-- What is being asked --
Locate every line in the items below that contains the word "mark", matching case exactly, and copy each of those lines.

-- Supplied data --
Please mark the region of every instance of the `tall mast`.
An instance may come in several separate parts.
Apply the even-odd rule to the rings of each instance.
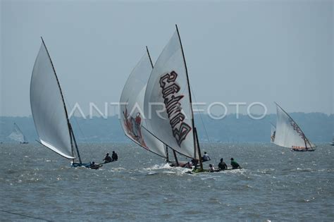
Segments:
[[[146,47],[146,51],[147,51],[147,55],[149,55],[149,61],[151,62],[151,66],[152,66],[152,68],[153,68],[153,63],[152,63],[152,60],[151,59],[151,56],[149,55],[149,48],[147,48],[147,46]]]
[[[42,42],[43,42],[43,45],[45,47],[45,50],[47,50],[47,55],[49,56],[49,59],[50,60],[51,65],[52,66],[52,69],[54,70],[54,75],[56,76],[56,80],[57,80],[58,87],[59,87],[59,90],[61,92],[61,100],[63,101],[63,105],[64,106],[65,115],[66,116],[67,125],[68,125],[68,128],[69,136],[70,136],[70,146],[72,147],[72,152],[73,152],[73,142],[72,140],[72,135],[73,136],[73,138],[74,138],[74,135],[70,132],[71,132],[71,127],[70,127],[70,120],[68,119],[68,113],[67,113],[66,105],[65,104],[65,100],[64,100],[64,97],[63,97],[63,92],[61,91],[61,85],[59,83],[59,80],[58,80],[58,76],[57,76],[57,74],[56,73],[56,69],[54,68],[54,63],[52,63],[52,60],[51,59],[50,54],[49,54],[49,51],[47,50],[47,46],[45,45],[44,40],[43,39],[43,37],[41,37],[41,39],[42,39]],[[79,154],[79,153],[78,153],[78,154]]]
[[[181,38],[180,37],[180,33],[178,32],[178,25],[175,24],[175,27],[176,27],[176,31],[178,32],[178,39],[180,40],[180,44],[181,46],[182,56],[183,57],[183,62],[185,63],[185,73],[187,75],[187,83],[188,85],[189,99],[190,99],[190,110],[191,110],[191,113],[192,113],[192,130],[193,130],[192,137],[193,137],[194,146],[194,156],[196,156],[196,148],[197,148],[198,152],[199,152],[199,164],[201,166],[201,169],[203,169],[203,163],[202,161],[202,156],[200,156],[201,149],[199,147],[199,143],[197,142],[197,141],[198,142],[198,138],[197,140],[196,140],[195,138],[195,133],[197,134],[197,130],[194,126],[194,111],[192,110],[192,94],[191,94],[191,90],[190,90],[190,83],[189,81],[188,70],[187,68],[187,63],[185,63],[185,53],[183,51],[183,47],[182,47],[182,42],[181,42]]]
[[[73,132],[73,129],[72,128],[72,125],[70,124],[70,132],[72,134],[72,137],[73,137],[74,144],[75,145],[75,149],[77,151],[78,158],[79,159],[79,163],[80,163],[81,164],[82,164],[82,161],[81,161],[80,154],[79,153],[79,148],[78,148],[77,140],[75,140],[75,137],[74,137],[74,132]]]

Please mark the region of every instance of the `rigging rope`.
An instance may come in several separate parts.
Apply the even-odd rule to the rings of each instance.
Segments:
[[[192,94],[194,97],[194,100],[195,101],[195,103],[197,103],[197,101],[196,99],[196,97],[194,95],[194,91],[192,91],[192,87],[191,85],[190,85],[190,91],[192,92]],[[198,106],[197,106],[197,109],[198,109]],[[199,117],[201,117],[202,125],[203,125],[203,128],[204,128],[205,135],[206,135],[206,138],[208,140],[208,142],[210,143],[211,142],[210,138],[209,137],[208,132],[206,130],[206,128],[205,128],[204,121],[203,121],[203,118],[202,116],[201,112],[199,112]],[[194,115],[193,118],[194,118]]]

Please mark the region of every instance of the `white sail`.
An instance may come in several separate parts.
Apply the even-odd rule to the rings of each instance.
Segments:
[[[176,152],[199,159],[187,75],[180,39],[175,31],[149,77],[144,113],[150,132]]]
[[[164,144],[142,128],[146,126],[143,113],[146,85],[152,65],[148,53],[142,57],[125,82],[120,99],[120,124],[126,136],[142,147],[166,157]]]
[[[20,130],[18,125],[15,123],[13,132],[8,135],[8,137],[13,140],[20,142],[27,142],[25,135],[22,132],[21,130]]]
[[[278,104],[276,132],[274,143],[284,147],[306,149],[315,147],[296,122]]]
[[[271,137],[270,137],[270,141],[271,141],[271,142],[275,142],[275,136],[276,136],[276,128],[272,123],[271,123]]]
[[[75,159],[61,90],[44,42],[34,65],[30,106],[40,142],[68,159]]]

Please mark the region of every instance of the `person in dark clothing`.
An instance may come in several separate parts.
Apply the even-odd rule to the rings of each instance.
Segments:
[[[219,171],[223,171],[228,168],[228,166],[223,161],[223,158],[221,159],[221,161],[218,164],[218,168]]]
[[[112,158],[113,161],[116,161],[118,159],[118,156],[114,151],[113,151],[113,154],[111,155],[111,158]]]
[[[209,172],[214,172],[216,170],[214,168],[214,165],[209,164]]]
[[[208,154],[206,154],[206,152],[204,152],[204,154],[203,155],[203,157],[202,158],[203,162],[205,162],[205,161],[209,161],[209,160],[211,160],[211,158],[210,156],[209,156]]]
[[[104,161],[104,164],[110,163],[112,161],[111,157],[110,157],[109,156],[109,153],[106,153],[106,157],[104,157],[103,160]]]
[[[234,169],[241,168],[239,164],[237,163],[237,161],[235,161],[233,158],[231,158],[231,166]]]

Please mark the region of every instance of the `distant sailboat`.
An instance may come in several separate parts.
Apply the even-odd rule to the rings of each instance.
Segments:
[[[30,106],[39,142],[70,159],[72,166],[91,166],[81,161],[61,85],[43,39],[31,77]]]
[[[147,130],[144,118],[144,97],[153,64],[149,50],[142,57],[129,75],[120,96],[120,124],[125,135],[144,149],[151,152],[167,161],[168,155],[163,143]]]
[[[20,144],[27,144],[27,138],[22,132],[18,125],[14,123],[13,132],[8,135],[8,137],[13,140],[19,142]]]
[[[316,147],[305,136],[291,116],[277,103],[277,123],[273,143],[293,151],[314,151]]]
[[[271,142],[274,143],[275,142],[275,135],[276,134],[276,127],[271,123],[271,137],[270,137],[270,141]]]
[[[161,109],[164,105],[165,109]],[[199,161],[187,66],[178,27],[149,76],[144,99],[147,130],[175,152]]]

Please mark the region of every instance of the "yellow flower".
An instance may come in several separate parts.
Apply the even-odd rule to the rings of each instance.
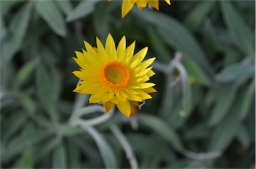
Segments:
[[[171,5],[170,0],[165,0],[167,3]],[[147,7],[147,3],[157,10],[159,9],[159,0],[123,0],[122,4],[122,18],[123,18],[133,8],[136,3],[139,10]]]
[[[142,61],[147,47],[133,55],[135,42],[126,48],[125,36],[116,49],[112,36],[109,34],[104,48],[96,38],[97,48],[85,41],[86,51],[75,51],[75,61],[81,68],[73,73],[81,79],[80,85],[73,90],[91,94],[90,103],[103,102],[105,112],[116,105],[127,116],[131,114],[131,105],[139,106],[139,102],[151,98],[149,93],[156,92],[147,83],[155,75],[148,67],[155,59]]]

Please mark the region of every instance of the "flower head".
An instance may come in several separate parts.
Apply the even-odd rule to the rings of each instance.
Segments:
[[[133,55],[135,42],[126,48],[125,36],[117,48],[109,34],[104,47],[96,38],[97,48],[85,41],[86,51],[75,52],[75,61],[81,68],[73,73],[81,79],[80,85],[73,90],[91,94],[90,103],[103,102],[105,112],[116,105],[127,116],[131,114],[131,105],[151,98],[149,93],[156,92],[155,84],[147,83],[155,75],[148,67],[155,59],[143,61],[147,47]]]
[[[165,0],[167,3],[171,5],[170,0]],[[139,10],[147,7],[147,3],[157,10],[159,9],[159,0],[123,0],[122,4],[122,18],[123,18],[133,8],[136,3]]]

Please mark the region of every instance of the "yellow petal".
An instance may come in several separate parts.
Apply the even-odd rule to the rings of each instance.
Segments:
[[[137,7],[139,10],[147,7],[147,0],[137,0],[136,1]]]
[[[152,98],[152,96],[147,94],[147,92],[141,91],[139,94],[137,94],[138,96],[141,98],[142,100],[146,100],[146,99],[149,99]]]
[[[125,65],[128,65],[130,63],[131,59],[133,57],[134,49],[135,47],[135,43],[136,43],[136,41],[134,41],[125,50],[125,59],[123,61],[123,63]]]
[[[151,93],[151,92],[157,92],[157,90],[155,88],[153,88],[153,87],[144,88],[144,89],[143,89],[143,90],[147,93]]]
[[[171,5],[171,1],[170,0],[165,0],[167,3],[168,3],[169,5]]]
[[[147,76],[149,78],[151,77],[152,77],[153,75],[154,75],[155,74],[155,73],[154,73],[152,70],[150,70],[147,73]]]
[[[115,41],[110,33],[107,37],[105,49],[109,59],[111,60],[117,57]]]
[[[115,106],[115,104],[111,101],[103,102],[105,112],[108,113],[110,110]]]
[[[148,47],[145,47],[145,48],[142,49],[141,51],[139,51],[131,59],[131,63],[133,63],[136,59],[139,59],[140,61],[139,63],[141,63],[145,57],[146,56],[146,54],[147,53],[147,49],[148,49]]]
[[[159,0],[149,0],[149,3],[154,8],[159,10],[158,1]]]
[[[120,100],[126,101],[127,100],[127,98],[128,98],[128,95],[123,90],[117,90],[115,91],[115,93],[117,95],[118,99],[119,99]]]
[[[123,36],[117,46],[117,59],[126,59],[124,57],[124,55],[125,53],[125,48],[126,48],[126,39],[125,39],[125,36]],[[123,62],[123,59],[121,59],[121,60],[119,61],[121,62]]]
[[[139,106],[139,102],[135,102],[135,101],[133,101],[133,100],[129,100],[130,103],[131,104],[133,104],[133,105],[135,105],[135,106]]]
[[[132,101],[142,102],[141,98],[135,94],[129,94],[129,100]]]
[[[134,69],[137,65],[138,65],[139,64],[140,61],[138,59],[134,60],[133,62],[131,62],[130,63],[130,65],[129,65],[129,67],[130,67],[130,69],[131,70]]]
[[[122,18],[123,18],[133,8],[134,3],[130,0],[123,0],[122,3]]]
[[[80,79],[83,80],[83,79],[86,79],[86,76],[85,76],[85,75],[81,71],[75,71],[72,72],[72,73],[74,74],[75,76],[76,76],[77,77],[78,77]]]
[[[131,114],[131,105],[129,101],[123,102],[119,101],[117,104],[118,109],[125,116],[129,117]]]
[[[148,68],[144,69],[143,71],[137,73],[135,74],[135,77],[139,78],[139,77],[140,77],[145,76],[145,75],[147,75],[147,73],[148,73],[150,71],[151,71],[151,69],[152,69],[152,68],[153,68],[153,67],[148,67]]]
[[[119,100],[118,100],[117,96],[113,96],[110,100],[115,104],[117,104],[119,102]]]
[[[135,85],[139,87],[139,88],[147,88],[153,86],[155,86],[155,84],[152,83],[138,83]]]
[[[95,49],[92,46],[91,46],[91,45],[89,44],[89,43],[87,43],[87,41],[83,41],[83,42],[85,46],[86,51],[87,51],[88,53],[90,53],[91,56],[97,56],[98,55]]]
[[[89,98],[89,103],[101,102],[101,101],[102,101],[101,98],[95,96],[95,94],[91,94],[90,98]]]
[[[83,86],[83,85],[80,85],[76,87],[73,91],[76,92],[83,93],[82,92],[84,88],[85,88],[85,86]]]
[[[136,68],[135,69],[137,69],[138,71],[141,71],[141,70],[143,70],[145,69],[146,69],[147,67],[149,67],[155,59],[155,57],[153,57],[153,58],[151,58],[151,59],[149,59],[146,61],[145,61],[144,62],[141,63],[141,64],[139,64],[137,67],[137,68]],[[134,70],[135,71],[136,71],[137,70]]]
[[[99,41],[98,37],[96,37],[96,43],[97,43],[97,49],[98,49],[99,55],[101,56],[101,58],[99,58],[98,59],[100,59],[101,61],[105,61],[106,59],[107,59],[107,53],[104,49],[103,45],[102,45],[101,41]]]

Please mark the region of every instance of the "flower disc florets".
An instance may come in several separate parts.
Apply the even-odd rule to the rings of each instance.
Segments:
[[[131,114],[131,104],[138,106],[139,102],[151,98],[149,94],[156,92],[155,84],[147,83],[155,75],[148,67],[155,59],[144,59],[147,47],[133,55],[135,43],[126,48],[123,36],[117,47],[109,34],[104,47],[96,39],[97,48],[85,41],[86,51],[75,52],[75,62],[80,71],[73,73],[81,81],[74,92],[91,94],[90,103],[103,102],[108,112],[115,105],[127,116]]]

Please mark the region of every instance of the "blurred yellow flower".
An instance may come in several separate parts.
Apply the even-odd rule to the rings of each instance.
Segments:
[[[165,0],[167,3],[171,5],[170,0]],[[147,3],[157,10],[159,9],[159,0],[123,0],[122,4],[122,18],[123,18],[133,8],[136,3],[139,10],[147,7]]]
[[[151,98],[149,93],[156,92],[155,84],[147,83],[155,75],[148,67],[155,59],[143,62],[147,47],[133,55],[135,42],[126,48],[125,36],[117,48],[109,34],[105,47],[96,38],[97,48],[85,41],[86,51],[75,51],[75,61],[81,68],[73,73],[81,79],[80,85],[73,90],[91,94],[90,103],[103,102],[105,112],[116,105],[127,116],[131,114],[131,105]]]

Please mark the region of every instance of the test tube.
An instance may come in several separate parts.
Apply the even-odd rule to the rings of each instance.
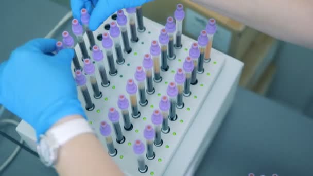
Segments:
[[[110,34],[113,39],[114,42],[114,47],[115,48],[115,52],[116,53],[116,63],[119,65],[121,65],[125,62],[125,60],[123,57],[123,52],[121,50],[121,45],[120,45],[120,41],[119,40],[119,36],[120,34],[120,30],[115,22],[111,23],[110,27]]]
[[[217,26],[216,22],[214,19],[211,19],[208,20],[208,23],[206,25],[205,30],[207,33],[208,38],[208,43],[205,49],[205,57],[204,57],[204,62],[208,62],[211,60],[211,48],[212,48],[212,43],[213,42],[213,37],[216,32]]]
[[[130,103],[131,104],[132,116],[134,118],[138,118],[140,117],[140,112],[138,109],[138,104],[137,103],[137,85],[135,83],[135,81],[132,79],[129,79],[127,80],[127,84],[126,85],[126,92],[129,95],[130,99]]]
[[[124,120],[124,129],[127,131],[131,130],[133,128],[133,125],[130,122],[130,119],[129,118],[129,112],[128,111],[129,103],[125,95],[120,95],[118,96],[117,105],[121,111],[121,115]]]
[[[144,25],[143,9],[141,6],[137,7],[136,8],[136,14],[138,22],[138,31],[139,32],[143,32],[146,30],[146,28]]]
[[[153,72],[154,73],[154,77],[153,80],[155,82],[160,82],[162,80],[162,77],[161,76],[160,73],[160,54],[161,53],[161,48],[158,41],[153,40],[151,42],[151,46],[150,47],[150,54],[153,59]]]
[[[75,71],[75,82],[76,82],[76,84],[81,91],[82,96],[86,103],[86,109],[88,111],[92,111],[95,108],[95,105],[91,101],[90,94],[86,85],[87,79],[80,70]]]
[[[163,143],[161,136],[161,126],[163,121],[163,117],[159,110],[156,109],[153,111],[153,113],[151,116],[151,120],[152,124],[154,125],[154,129],[155,130],[154,145],[156,147],[160,147],[162,146]]]
[[[155,136],[155,131],[152,126],[148,125],[144,130],[144,136],[146,138],[147,145],[147,154],[146,156],[149,160],[153,160],[155,157],[153,150],[153,140]]]
[[[162,131],[164,133],[168,133],[170,130],[169,127],[168,127],[168,115],[170,108],[170,102],[167,96],[163,96],[161,97],[159,103],[159,108],[161,110],[163,117]]]
[[[139,39],[137,37],[137,27],[136,27],[136,8],[126,8],[126,11],[128,13],[128,19],[129,20],[129,28],[130,28],[131,34],[130,41],[133,43],[137,43]]]
[[[183,92],[184,90],[184,83],[186,80],[186,76],[184,74],[184,72],[182,68],[177,69],[174,79],[178,89],[178,94],[177,94],[176,97],[176,107],[178,109],[182,109],[184,107]]]
[[[139,104],[144,107],[148,104],[148,100],[147,100],[146,96],[146,88],[145,87],[146,73],[142,67],[137,66],[136,68],[135,79],[138,83],[139,89]]]
[[[178,94],[178,89],[173,82],[169,83],[166,90],[167,95],[169,97],[170,108],[169,109],[169,119],[175,121],[177,119],[176,115],[176,96]]]
[[[82,26],[79,24],[77,19],[73,19],[72,21],[72,31],[76,36],[83,59],[89,58],[88,51],[83,37],[83,29]]]
[[[131,48],[129,45],[129,39],[128,39],[128,33],[127,32],[127,17],[124,14],[122,10],[117,11],[117,18],[116,19],[117,24],[119,26],[121,31],[121,37],[124,44],[124,51],[127,53],[131,52]]]
[[[159,42],[161,44],[161,69],[163,71],[168,70],[167,63],[167,45],[169,41],[169,37],[167,34],[166,29],[163,28],[161,30],[159,36]]]
[[[113,42],[108,32],[105,32],[102,35],[102,46],[105,48],[106,54],[107,55],[109,69],[109,74],[111,76],[116,75],[117,74],[117,70],[115,68],[113,52],[112,49]]]
[[[185,17],[184,6],[181,4],[176,6],[176,10],[174,12],[174,17],[176,21],[176,34],[175,48],[180,49],[182,48],[182,33],[183,31],[183,20]]]
[[[175,53],[174,52],[174,33],[176,30],[175,22],[172,17],[170,16],[167,18],[165,24],[165,29],[167,31],[169,37],[168,42],[168,59],[174,60],[175,59]]]
[[[191,94],[190,85],[191,83],[192,72],[194,69],[194,63],[192,58],[188,56],[183,64],[183,68],[186,75],[186,81],[184,84],[184,96],[188,97]]]
[[[90,45],[90,48],[92,48],[93,46],[96,45],[96,42],[95,41],[95,37],[94,36],[94,34],[91,30],[89,29],[89,27],[88,26],[90,19],[90,15],[89,13],[88,13],[87,9],[84,8],[80,10],[80,21],[81,21],[81,23],[82,23],[84,28],[86,31],[87,38],[88,38],[89,44]]]
[[[80,64],[79,63],[79,60],[78,60],[78,58],[77,57],[77,55],[76,54],[76,51],[74,48],[74,40],[71,36],[69,33],[67,31],[65,31],[62,33],[62,36],[63,38],[63,43],[64,43],[65,46],[67,48],[73,49],[74,50],[74,57],[73,58],[73,63],[74,65],[74,68],[76,71],[80,70],[82,71],[82,68],[80,66]]]
[[[152,67],[153,62],[149,54],[145,54],[143,61],[143,66],[146,71],[146,80],[147,82],[147,93],[153,94],[155,90],[153,87],[153,82],[152,81]]]
[[[137,156],[138,170],[141,173],[145,173],[148,170],[148,166],[145,162],[145,145],[139,139],[135,140],[133,145],[133,151]]]
[[[99,99],[102,97],[102,93],[99,89],[98,81],[95,75],[95,65],[91,62],[89,59],[84,60],[84,71],[89,76],[91,87],[94,91],[94,97],[96,99]]]
[[[125,141],[125,137],[123,136],[119,124],[119,113],[114,108],[110,108],[108,117],[113,125],[113,128],[116,136],[116,142],[118,144],[123,143]]]
[[[196,85],[198,83],[197,80],[197,70],[198,69],[198,59],[200,57],[200,50],[197,43],[193,43],[192,47],[189,50],[189,56],[193,60],[194,63],[194,69],[192,72],[192,85]]]
[[[100,133],[106,138],[107,147],[108,147],[108,153],[111,156],[115,156],[117,154],[117,150],[114,147],[113,140],[112,139],[112,129],[110,125],[106,121],[102,121],[100,123]]]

-- Output of the exercise --
Please mark the region of every instance of the `tall mast`.
Please mark the region of every instance of the `rigging rope`.
Please mark the region of every instance of the `white sail`.
Please mark the region of every instance of the `person in dark clothing`.
Please mark the region of every instance of the `distant sailboat`.
Please mark the region of every instance of the "yellow flower".
Please mark the region of every instance of the "flower head".
Please mark the region of every instance of the "yellow petal".
Please mark the region of every instance of the "flower disc florets".
Please mark the region of every instance of the "blurred yellow flower".
Please mark the region of every instance of the test tube.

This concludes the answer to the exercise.